Named-object pointing records
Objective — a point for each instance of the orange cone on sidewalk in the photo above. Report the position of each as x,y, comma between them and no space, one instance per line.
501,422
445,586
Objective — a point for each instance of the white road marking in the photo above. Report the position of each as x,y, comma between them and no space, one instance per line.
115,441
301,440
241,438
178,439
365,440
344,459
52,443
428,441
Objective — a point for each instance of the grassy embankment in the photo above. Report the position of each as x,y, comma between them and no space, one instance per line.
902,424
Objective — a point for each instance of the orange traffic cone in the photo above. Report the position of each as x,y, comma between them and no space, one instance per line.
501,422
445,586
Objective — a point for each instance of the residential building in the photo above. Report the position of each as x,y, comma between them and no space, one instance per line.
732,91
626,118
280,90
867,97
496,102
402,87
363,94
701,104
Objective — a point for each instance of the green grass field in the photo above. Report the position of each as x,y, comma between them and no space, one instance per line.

**Written instruction:** Present every line of the material above as a numbered list, leaving out any blank lines.

**Correct result:**
1. Objective — a point for each instance of the orange cone on sidewalk in the photo above. Report the position of each as x,y, comma between them and no space, one instance per line.
2. 501,422
3. 445,586
4. Objective — a point for each instance of the white road marking in the photo above. Report the position of each as x,y, comma between them and no space, one instance per line.
5. 115,441
6. 301,440
7. 241,438
8. 178,439
9. 365,440
10. 344,459
11. 52,443
12. 428,441
13. Objective — a point for each instance of the grassy embankment in the photo above. Report the position of each as x,y, comma between them and no space, one instance per line.
14. 902,424
15. Objective — a point for each instance of the orange traffic cone in the photo above. Report the position of each as x,y, comma between them and no space, one instance per line.
16. 501,422
17. 445,586
18. Objective — a point for each instance of the residential building in the photo above. Report the position of each as x,y, comma between them and no space, one instance per line.
19. 732,91
20. 626,118
21. 280,90
22. 867,97
23. 496,102
24. 402,87
25. 363,94
26. 701,104
27. Objective — a point for each instance of the green grass field in the photo above. Report the position of each as x,y, comma between them and no space, one instance per line.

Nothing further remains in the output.